***** Data listing *****

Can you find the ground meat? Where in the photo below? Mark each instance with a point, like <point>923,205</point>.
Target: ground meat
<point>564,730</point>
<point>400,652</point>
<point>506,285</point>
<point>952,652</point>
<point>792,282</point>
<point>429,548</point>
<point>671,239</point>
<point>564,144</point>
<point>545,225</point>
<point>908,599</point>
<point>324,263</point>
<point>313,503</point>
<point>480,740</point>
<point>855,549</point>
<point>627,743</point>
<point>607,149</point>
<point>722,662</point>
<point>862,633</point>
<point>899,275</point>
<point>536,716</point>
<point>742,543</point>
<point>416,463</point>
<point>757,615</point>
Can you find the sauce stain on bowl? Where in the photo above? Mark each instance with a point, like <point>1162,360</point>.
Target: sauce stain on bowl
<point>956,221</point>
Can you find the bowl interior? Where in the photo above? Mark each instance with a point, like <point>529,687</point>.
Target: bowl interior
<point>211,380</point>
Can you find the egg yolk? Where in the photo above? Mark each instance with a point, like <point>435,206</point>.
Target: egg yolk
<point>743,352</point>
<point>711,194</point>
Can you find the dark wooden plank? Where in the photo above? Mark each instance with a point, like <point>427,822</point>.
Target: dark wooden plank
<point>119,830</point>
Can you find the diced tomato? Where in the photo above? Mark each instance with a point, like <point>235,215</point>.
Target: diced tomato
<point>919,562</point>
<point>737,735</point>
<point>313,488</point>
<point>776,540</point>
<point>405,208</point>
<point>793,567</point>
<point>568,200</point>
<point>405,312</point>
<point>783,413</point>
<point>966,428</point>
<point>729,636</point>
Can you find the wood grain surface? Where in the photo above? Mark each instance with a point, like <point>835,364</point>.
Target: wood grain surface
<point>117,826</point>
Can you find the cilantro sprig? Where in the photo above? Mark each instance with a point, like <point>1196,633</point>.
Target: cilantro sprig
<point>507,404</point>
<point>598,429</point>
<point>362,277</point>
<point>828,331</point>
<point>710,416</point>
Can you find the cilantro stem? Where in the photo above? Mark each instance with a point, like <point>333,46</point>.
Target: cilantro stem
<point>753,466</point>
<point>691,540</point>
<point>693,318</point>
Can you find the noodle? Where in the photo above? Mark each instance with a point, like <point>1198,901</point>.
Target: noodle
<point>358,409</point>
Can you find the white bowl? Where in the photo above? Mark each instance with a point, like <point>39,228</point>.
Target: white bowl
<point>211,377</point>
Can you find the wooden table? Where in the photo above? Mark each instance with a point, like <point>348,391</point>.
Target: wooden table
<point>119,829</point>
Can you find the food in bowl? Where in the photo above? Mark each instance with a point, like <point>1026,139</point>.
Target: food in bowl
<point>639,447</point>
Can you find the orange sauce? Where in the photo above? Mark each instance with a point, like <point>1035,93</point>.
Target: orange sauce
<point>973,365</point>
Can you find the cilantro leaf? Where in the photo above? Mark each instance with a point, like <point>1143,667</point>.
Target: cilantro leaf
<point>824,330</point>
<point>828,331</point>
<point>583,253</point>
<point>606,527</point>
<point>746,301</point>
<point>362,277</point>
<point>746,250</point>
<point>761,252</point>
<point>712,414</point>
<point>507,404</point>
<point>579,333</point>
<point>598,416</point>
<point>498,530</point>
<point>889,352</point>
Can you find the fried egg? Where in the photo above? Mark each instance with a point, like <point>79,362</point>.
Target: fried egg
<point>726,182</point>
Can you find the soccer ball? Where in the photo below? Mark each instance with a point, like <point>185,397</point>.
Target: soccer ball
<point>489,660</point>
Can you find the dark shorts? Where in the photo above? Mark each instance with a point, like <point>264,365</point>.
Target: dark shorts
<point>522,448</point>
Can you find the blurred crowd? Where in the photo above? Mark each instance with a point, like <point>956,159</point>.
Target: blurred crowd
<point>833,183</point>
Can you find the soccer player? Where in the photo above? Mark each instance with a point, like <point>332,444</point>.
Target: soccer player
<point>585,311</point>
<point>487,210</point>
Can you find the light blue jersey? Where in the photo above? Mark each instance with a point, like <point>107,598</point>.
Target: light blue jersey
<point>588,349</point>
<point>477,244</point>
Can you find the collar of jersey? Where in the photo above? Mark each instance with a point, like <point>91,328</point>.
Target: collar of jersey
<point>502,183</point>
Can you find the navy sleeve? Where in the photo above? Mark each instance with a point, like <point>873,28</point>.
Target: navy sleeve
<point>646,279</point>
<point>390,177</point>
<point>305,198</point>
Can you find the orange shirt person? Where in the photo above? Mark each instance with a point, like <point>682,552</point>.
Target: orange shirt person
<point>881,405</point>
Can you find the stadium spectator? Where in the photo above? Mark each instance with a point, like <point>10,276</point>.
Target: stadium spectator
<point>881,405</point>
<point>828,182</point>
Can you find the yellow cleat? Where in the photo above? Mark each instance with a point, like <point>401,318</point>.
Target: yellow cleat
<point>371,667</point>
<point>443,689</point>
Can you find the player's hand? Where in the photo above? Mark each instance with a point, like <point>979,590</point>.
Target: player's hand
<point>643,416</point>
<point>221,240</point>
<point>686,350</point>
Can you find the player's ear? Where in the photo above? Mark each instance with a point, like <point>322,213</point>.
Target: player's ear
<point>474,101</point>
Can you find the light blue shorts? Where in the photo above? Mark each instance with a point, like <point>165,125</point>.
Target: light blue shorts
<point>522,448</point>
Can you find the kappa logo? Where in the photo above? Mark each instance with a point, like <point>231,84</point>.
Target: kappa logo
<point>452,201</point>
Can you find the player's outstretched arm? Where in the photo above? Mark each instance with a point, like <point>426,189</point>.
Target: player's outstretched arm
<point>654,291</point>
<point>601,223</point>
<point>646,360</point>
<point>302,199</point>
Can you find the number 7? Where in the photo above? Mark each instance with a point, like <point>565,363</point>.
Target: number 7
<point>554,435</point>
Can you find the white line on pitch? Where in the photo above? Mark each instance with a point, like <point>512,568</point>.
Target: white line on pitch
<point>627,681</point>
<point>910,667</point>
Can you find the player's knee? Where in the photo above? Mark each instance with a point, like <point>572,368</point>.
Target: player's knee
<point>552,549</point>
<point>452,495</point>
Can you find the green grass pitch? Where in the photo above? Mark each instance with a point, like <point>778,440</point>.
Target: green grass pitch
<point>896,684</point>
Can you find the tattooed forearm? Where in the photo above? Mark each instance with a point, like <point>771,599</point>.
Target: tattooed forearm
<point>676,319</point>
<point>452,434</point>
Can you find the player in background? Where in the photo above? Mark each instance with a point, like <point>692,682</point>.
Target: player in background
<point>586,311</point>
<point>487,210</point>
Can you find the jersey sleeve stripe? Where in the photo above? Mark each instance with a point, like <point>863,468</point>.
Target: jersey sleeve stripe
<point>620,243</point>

*****

What is required =>
Repeat all the lines above, keeping them exactly as they are.

Exercise solution =>
Can you find the ground meat? Where in the photo below? Mark each instance with a point, like <point>923,205</point>.
Target: ground meat
<point>564,730</point>
<point>400,652</point>
<point>506,285</point>
<point>952,652</point>
<point>792,282</point>
<point>429,548</point>
<point>671,239</point>
<point>564,144</point>
<point>545,225</point>
<point>908,599</point>
<point>324,263</point>
<point>313,503</point>
<point>480,740</point>
<point>855,549</point>
<point>627,743</point>
<point>607,149</point>
<point>722,662</point>
<point>862,633</point>
<point>899,275</point>
<point>536,716</point>
<point>742,543</point>
<point>416,463</point>
<point>757,615</point>
Can you find the sauce stain on bowl? Where in the photo above? Mark each instance with a point, like <point>1162,360</point>.
Target: sauce stain on bowl
<point>956,221</point>
Can you find the bowl interior? Where in the photo above? Mark each instance with a point, like <point>529,687</point>.
Target: bowl interior
<point>211,380</point>
Can you find the egg yolk? Where in the photo above? Mark each instance with a point, like <point>435,206</point>.
Target: egg yolk
<point>743,352</point>
<point>711,194</point>
Can you find the dark wooden plank? Where in the photo above? Mark each instance with a point, like <point>427,822</point>.
Target: dark wooden plank
<point>119,830</point>
Can you find the diced tomato? Where in the photo above? Mark each instance with a point, like <point>235,215</point>.
Target: diced tomato
<point>919,562</point>
<point>737,735</point>
<point>313,488</point>
<point>776,540</point>
<point>405,208</point>
<point>793,567</point>
<point>568,200</point>
<point>405,312</point>
<point>783,413</point>
<point>966,428</point>
<point>729,636</point>
Can you find the wood grain surface? Where in the photo above? Mark each instance with a point, like <point>835,364</point>.
Target: wood grain surface
<point>117,826</point>
Can you find the cilantro sprig? Where in the photo above? Mark each instance with a point, like <point>1196,633</point>.
Target: cilantro sprig
<point>507,404</point>
<point>598,429</point>
<point>362,277</point>
<point>828,331</point>
<point>710,416</point>
Can you find the cilantro stem? Where in the photo above? Mark each instance with a point, like <point>333,46</point>.
Target: cilantro stem
<point>753,466</point>
<point>691,540</point>
<point>693,318</point>
Can you find the noodle? Where in the photo above? Mark each instance with a point, like <point>1198,901</point>.
Target: noodle
<point>358,409</point>
Can you find the white bowl? Where in the photo above? Mark each instance with a point, like <point>39,228</point>.
Target: white bowl
<point>211,377</point>
Can you find the wooden table? Where in the photo above? Mark each instance with a point, like <point>348,391</point>.
Target: wooden table
<point>119,829</point>
Can you find the food in bowl? Where in the photo above? Mark each instance with a point, like <point>1026,139</point>.
Target: food in bowl
<point>639,447</point>
Can you find the orange sauce? Where in the photo above? Mark each instance with a point, like <point>1035,93</point>.
Target: orange sauce
<point>973,365</point>
Can you find the cilantro leaf? Where in the photo above? Mark each instance with a point, like <point>1143,667</point>.
Target: cilantro leaf
<point>824,330</point>
<point>828,331</point>
<point>583,253</point>
<point>606,527</point>
<point>746,301</point>
<point>362,277</point>
<point>746,250</point>
<point>761,252</point>
<point>712,414</point>
<point>507,404</point>
<point>579,333</point>
<point>598,416</point>
<point>498,530</point>
<point>889,352</point>
Can you find the fried egg? Where in the photo above? Mark each instance with a point, like <point>79,362</point>.
Target: fried egg
<point>726,182</point>
Can you find the soccer ball? Where in the photo below? Mark each instance with a point, like <point>185,397</point>.
Target: soccer ball
<point>489,660</point>
Can you find the dark shorts? Where in the photo above? Mark each instance with a point, like <point>264,365</point>.
Target: dark shorts
<point>522,448</point>
Can you find the blurred crowd? Where in the photo above? Mark each instance with a point, like <point>956,159</point>.
Target: blurred crowd
<point>833,183</point>
Can you find the soccer player? Where in the photo above? Mark each instance with a point, like <point>332,444</point>.
Target: soccer player
<point>585,311</point>
<point>487,210</point>
Can you find the light blue jersey? Where in the photo above? Mark each instance with a point, like <point>107,598</point>.
Target: light blue jersey
<point>588,349</point>
<point>477,244</point>
Can you find the collar of jersey? Where in the photo above? Mark each instance with a point, like <point>91,328</point>.
Target: collar of jersey
<point>502,183</point>
Can you find the navy sleeve? Where in the photo above? Mark each instance with a point, like <point>873,28</point>.
Target: navy sleeve
<point>646,279</point>
<point>390,177</point>
<point>305,198</point>
Can you find the orange shirt person? Where in the photo above? Mark each instance with a point, like <point>682,552</point>.
Target: orange shirt person
<point>881,405</point>
Can you find the stadium spectator? Where in the photo above? Mark each instance with a point, like <point>10,276</point>.
Target: stadium spectator
<point>881,405</point>
<point>828,182</point>
Can you find the yellow cleat? Where in the photo above? Mark each instance with a point, like <point>401,318</point>.
Target: yellow cleat
<point>371,667</point>
<point>443,689</point>
Can you find the player's hand? Where in the photo above? Mark each instance with a point, like <point>979,590</point>.
Target: player's hand
<point>643,416</point>
<point>221,240</point>
<point>686,350</point>
Can you find the player's ear? Where in the photo above? Mark each instance with a point, like <point>322,213</point>.
Target: player's ear
<point>474,101</point>
Can you find the light blue shorts? Where in the photo above? Mark each instance with a point, like <point>165,125</point>.
Target: light blue shorts
<point>522,448</point>
Can you find the kappa logo? Where in the photo above? Mark each instance with a point, like <point>231,84</point>.
Target: kappa logo
<point>452,201</point>
Can you find the player's outstretched arm? Where in the photo above? Mark each instance with a point, like <point>426,189</point>.
Target: player's outstretched arm
<point>654,291</point>
<point>601,223</point>
<point>646,360</point>
<point>302,199</point>
Can you find the number 7? Where in the photo above? Mark each instance with a point, like <point>565,363</point>.
Target: number 7
<point>554,435</point>
Can you find the white line on pitch? Where in the photo above? Mark each instance with a point, like <point>512,568</point>.
Target: white line on pitch
<point>627,681</point>
<point>910,667</point>
Can you find the player's knee? Where in the photo above? Mark each instance with a point, like <point>572,368</point>.
Target: player's knee
<point>552,549</point>
<point>452,495</point>
Can you find the green grass pitch? Where in the photo above? Mark each instance with a point, like <point>778,440</point>.
Target: green grass pitch
<point>896,684</point>
Can you find the tattooed forearm? Where in the photo above? Mark each instance with a point, like <point>771,599</point>.
Target: tattooed forearm
<point>676,319</point>
<point>452,434</point>
Can you find the player in background? Where in the photo above? Mark each instance with a point, like <point>692,682</point>.
Target: player in background
<point>586,311</point>
<point>487,210</point>
Can you find the jersey sleeve stripe? Where in the photo above? Mark each instance with a point, like <point>863,468</point>.
Target: jersey sleeve stripe
<point>620,243</point>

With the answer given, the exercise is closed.